**Material for the task:**
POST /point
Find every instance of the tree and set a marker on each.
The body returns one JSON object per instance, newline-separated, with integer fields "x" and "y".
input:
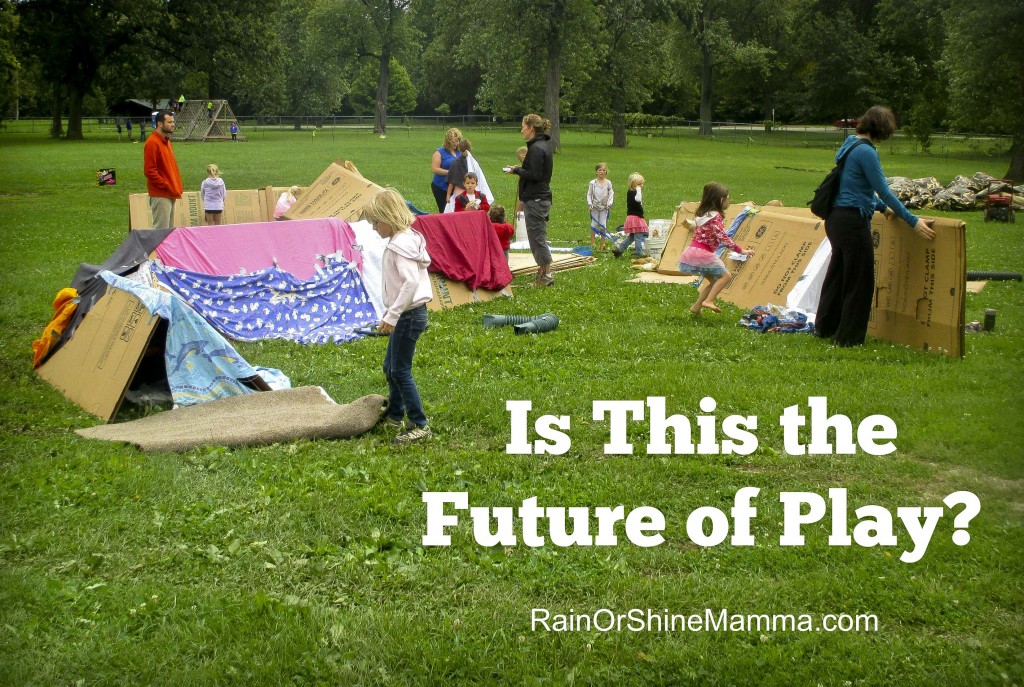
{"x": 401, "y": 93}
{"x": 631, "y": 60}
{"x": 985, "y": 68}
{"x": 314, "y": 72}
{"x": 706, "y": 22}
{"x": 73, "y": 39}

**Stated problem:** Turn every line of the items above into a JSON list of strings, one string per line, with blank lines skipped and the pictures left out.

**Response below:**
[
  "POST /point",
  "Find every instance of the tree and set a marker on each.",
  "The body returns one JSON object per instance, newline-separated, with integer fields \"x\" and \"y\".",
  "input:",
  "{\"x\": 401, \"y\": 93}",
  "{\"x\": 631, \"y\": 60}",
  "{\"x\": 985, \"y\": 68}",
  "{\"x\": 314, \"y\": 72}",
  "{\"x\": 706, \"y\": 22}",
  "{\"x\": 73, \"y\": 39}"
]